◆ **RECORDED INFORMATION**:
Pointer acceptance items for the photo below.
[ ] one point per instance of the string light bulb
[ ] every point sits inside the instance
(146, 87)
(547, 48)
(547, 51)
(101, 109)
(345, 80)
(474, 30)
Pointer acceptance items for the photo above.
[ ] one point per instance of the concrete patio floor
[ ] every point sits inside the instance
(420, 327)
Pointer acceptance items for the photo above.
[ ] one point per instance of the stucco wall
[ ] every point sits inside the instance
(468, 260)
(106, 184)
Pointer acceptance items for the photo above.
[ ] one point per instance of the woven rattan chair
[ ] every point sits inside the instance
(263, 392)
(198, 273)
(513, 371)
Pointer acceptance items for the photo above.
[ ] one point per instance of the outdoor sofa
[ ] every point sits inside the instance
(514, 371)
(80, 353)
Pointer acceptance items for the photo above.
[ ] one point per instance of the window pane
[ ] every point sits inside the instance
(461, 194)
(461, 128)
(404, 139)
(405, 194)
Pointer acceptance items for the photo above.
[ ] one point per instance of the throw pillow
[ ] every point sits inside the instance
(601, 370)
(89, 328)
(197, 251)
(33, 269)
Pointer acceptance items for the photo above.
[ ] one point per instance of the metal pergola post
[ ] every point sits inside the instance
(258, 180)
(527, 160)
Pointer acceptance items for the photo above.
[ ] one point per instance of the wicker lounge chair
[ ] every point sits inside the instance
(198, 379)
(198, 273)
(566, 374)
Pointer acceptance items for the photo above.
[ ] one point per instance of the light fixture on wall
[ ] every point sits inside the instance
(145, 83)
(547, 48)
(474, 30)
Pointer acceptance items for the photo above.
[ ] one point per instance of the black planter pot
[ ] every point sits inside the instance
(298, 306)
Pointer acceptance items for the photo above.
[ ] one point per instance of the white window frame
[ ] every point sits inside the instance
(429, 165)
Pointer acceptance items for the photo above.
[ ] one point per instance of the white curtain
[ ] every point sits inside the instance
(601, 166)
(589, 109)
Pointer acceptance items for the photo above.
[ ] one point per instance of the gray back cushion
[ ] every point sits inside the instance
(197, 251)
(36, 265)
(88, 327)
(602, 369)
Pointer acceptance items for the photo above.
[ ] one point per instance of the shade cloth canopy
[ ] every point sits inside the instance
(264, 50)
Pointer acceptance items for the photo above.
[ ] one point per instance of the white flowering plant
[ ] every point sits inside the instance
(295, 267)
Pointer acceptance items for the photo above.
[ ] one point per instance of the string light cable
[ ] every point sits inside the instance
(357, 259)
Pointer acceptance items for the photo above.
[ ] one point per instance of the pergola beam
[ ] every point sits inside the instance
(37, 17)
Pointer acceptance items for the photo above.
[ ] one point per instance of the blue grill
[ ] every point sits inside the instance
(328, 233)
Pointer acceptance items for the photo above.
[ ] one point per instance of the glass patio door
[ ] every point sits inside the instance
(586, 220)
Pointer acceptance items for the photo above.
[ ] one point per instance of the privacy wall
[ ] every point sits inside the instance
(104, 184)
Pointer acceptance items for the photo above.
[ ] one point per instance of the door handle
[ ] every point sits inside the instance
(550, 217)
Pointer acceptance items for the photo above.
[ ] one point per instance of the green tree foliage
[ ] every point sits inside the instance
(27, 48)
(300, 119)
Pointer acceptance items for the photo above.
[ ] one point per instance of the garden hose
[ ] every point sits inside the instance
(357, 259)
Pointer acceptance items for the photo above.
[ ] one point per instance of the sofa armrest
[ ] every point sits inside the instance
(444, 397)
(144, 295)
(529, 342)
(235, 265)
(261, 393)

◆ **PROMPT**: Count the lines in the listing above that contain the word "sofa" and reply with that number alone.

◆ **SOLUTION FOR THIS PROBLEM**: 2